> Task objective
Each line from the one with "of the blue" to the final line of the data must be reproduced exactly, and no other line may appear.

> Supplied data
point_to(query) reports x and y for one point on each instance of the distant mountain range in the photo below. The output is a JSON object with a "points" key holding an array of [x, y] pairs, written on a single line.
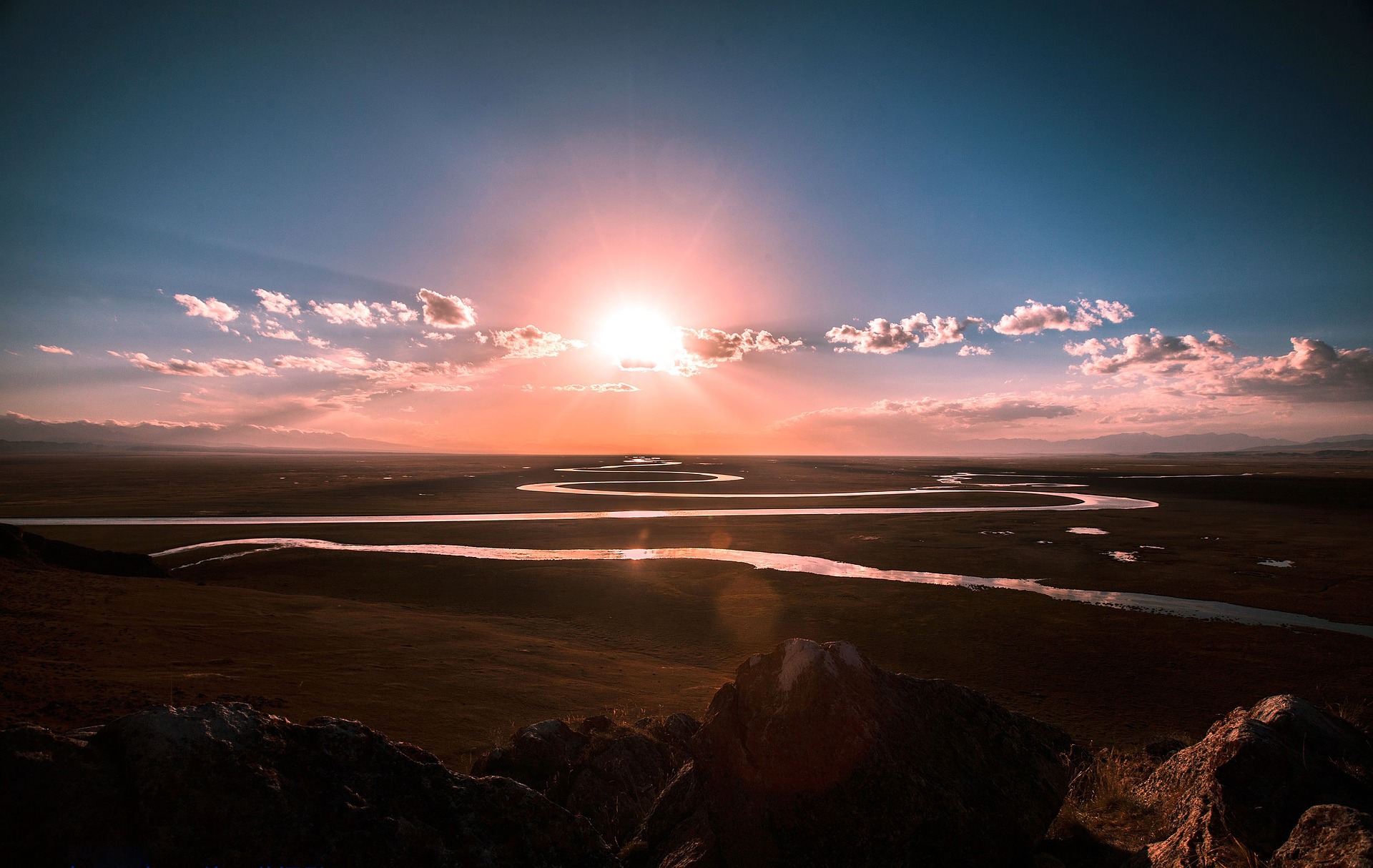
{"points": [[1144, 444], [19, 433]]}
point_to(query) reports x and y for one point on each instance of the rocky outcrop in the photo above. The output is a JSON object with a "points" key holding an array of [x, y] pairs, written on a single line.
{"points": [[223, 784], [813, 756], [610, 774], [1328, 837], [22, 546], [1253, 778]]}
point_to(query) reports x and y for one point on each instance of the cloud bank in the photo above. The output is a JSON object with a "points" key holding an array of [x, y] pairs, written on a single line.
{"points": [[531, 342], [885, 337], [183, 367], [212, 310], [446, 311], [1314, 371], [1034, 317]]}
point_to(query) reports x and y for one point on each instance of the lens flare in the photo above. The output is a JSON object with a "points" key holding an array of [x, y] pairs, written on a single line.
{"points": [[640, 340]]}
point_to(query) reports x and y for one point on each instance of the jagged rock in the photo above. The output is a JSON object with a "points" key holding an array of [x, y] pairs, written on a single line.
{"points": [[1163, 750], [1328, 837], [606, 772], [816, 757], [1253, 776], [537, 754], [223, 784], [19, 544]]}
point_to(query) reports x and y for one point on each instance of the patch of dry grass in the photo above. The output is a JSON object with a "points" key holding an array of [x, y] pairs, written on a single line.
{"points": [[1101, 805]]}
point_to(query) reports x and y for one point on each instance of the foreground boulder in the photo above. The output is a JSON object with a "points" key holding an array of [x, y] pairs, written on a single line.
{"points": [[223, 784], [611, 774], [1253, 778], [813, 756], [1328, 837]]}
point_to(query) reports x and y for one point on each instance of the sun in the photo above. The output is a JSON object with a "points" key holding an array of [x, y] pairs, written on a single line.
{"points": [[640, 340]]}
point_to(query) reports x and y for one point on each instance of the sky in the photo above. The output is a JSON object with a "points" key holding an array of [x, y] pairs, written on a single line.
{"points": [[689, 227]]}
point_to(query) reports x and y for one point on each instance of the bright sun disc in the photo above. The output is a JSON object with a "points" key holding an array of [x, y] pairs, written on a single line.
{"points": [[640, 340]]}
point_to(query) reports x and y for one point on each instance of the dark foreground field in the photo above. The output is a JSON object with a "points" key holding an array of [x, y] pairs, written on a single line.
{"points": [[453, 653]]}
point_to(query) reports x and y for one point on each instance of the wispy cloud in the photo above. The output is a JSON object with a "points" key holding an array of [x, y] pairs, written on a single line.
{"points": [[271, 329], [1314, 371], [961, 413], [183, 367], [531, 342], [368, 315], [707, 347], [1034, 317], [885, 337], [212, 310], [277, 302], [595, 388]]}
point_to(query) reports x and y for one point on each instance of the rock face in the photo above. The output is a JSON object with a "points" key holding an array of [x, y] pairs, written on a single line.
{"points": [[609, 774], [1328, 837], [816, 757], [21, 544], [1253, 778], [223, 784]]}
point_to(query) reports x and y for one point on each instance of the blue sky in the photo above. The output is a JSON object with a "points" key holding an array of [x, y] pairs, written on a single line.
{"points": [[774, 168]]}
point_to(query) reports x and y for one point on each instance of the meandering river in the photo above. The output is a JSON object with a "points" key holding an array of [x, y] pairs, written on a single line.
{"points": [[1066, 502]]}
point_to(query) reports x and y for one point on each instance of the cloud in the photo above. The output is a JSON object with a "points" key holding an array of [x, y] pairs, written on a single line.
{"points": [[1034, 317], [180, 367], [368, 315], [531, 342], [596, 388], [706, 347], [885, 337], [271, 329], [212, 310], [446, 311], [1313, 373], [385, 371], [277, 302], [341, 313], [1155, 353], [902, 418]]}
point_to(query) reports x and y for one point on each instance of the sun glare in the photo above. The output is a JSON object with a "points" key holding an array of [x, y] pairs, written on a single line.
{"points": [[640, 340]]}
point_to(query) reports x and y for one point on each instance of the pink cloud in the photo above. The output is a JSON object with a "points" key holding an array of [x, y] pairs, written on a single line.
{"points": [[531, 342], [271, 329], [212, 310], [706, 347], [446, 311], [885, 337], [989, 408], [1313, 371], [180, 367], [596, 388], [277, 302], [1034, 317], [386, 371], [341, 313]]}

> Exercise solution
point_to(query) reports x and y for one point on each instance of the blue sky in the photo above. The output is a JSON object with a "points" key holding an array of [x, y] pairs, written on a single line.
{"points": [[774, 168]]}
point_to(query) reports x and y for one point on each instance of the meandering river in the photo above. The output is a JSON object with a "points" key holding an array of [x, y] pairs, written on a single line.
{"points": [[1066, 502]]}
point_to(query) reports x and y for one point on each instance of the cloud in the photo above. The output is a JSON object with a "points" key holding an array of [x, y] pairs, written on a single line.
{"points": [[1034, 317], [180, 367], [368, 315], [531, 342], [596, 388], [706, 347], [885, 337], [271, 329], [212, 310], [446, 311], [1313, 373], [385, 371], [277, 302], [341, 313], [1155, 353], [902, 418]]}
point_to(query) reports x and y for one point on each instance of the sun glare in the photo above. The output is a JSON object with a "points" key holding an array of [x, y] pairs, written on a single line.
{"points": [[640, 340]]}
point_to(query) reports x and y for one point on each instance of the pink cloud in the photo above. The output is a JSON object with a "points" key holding an array of [x, y] pairs, written on a single line.
{"points": [[531, 342], [271, 329], [212, 310], [706, 347], [446, 311], [885, 337], [989, 408], [1313, 371], [180, 367], [596, 388], [277, 302], [1034, 317], [386, 371], [341, 313]]}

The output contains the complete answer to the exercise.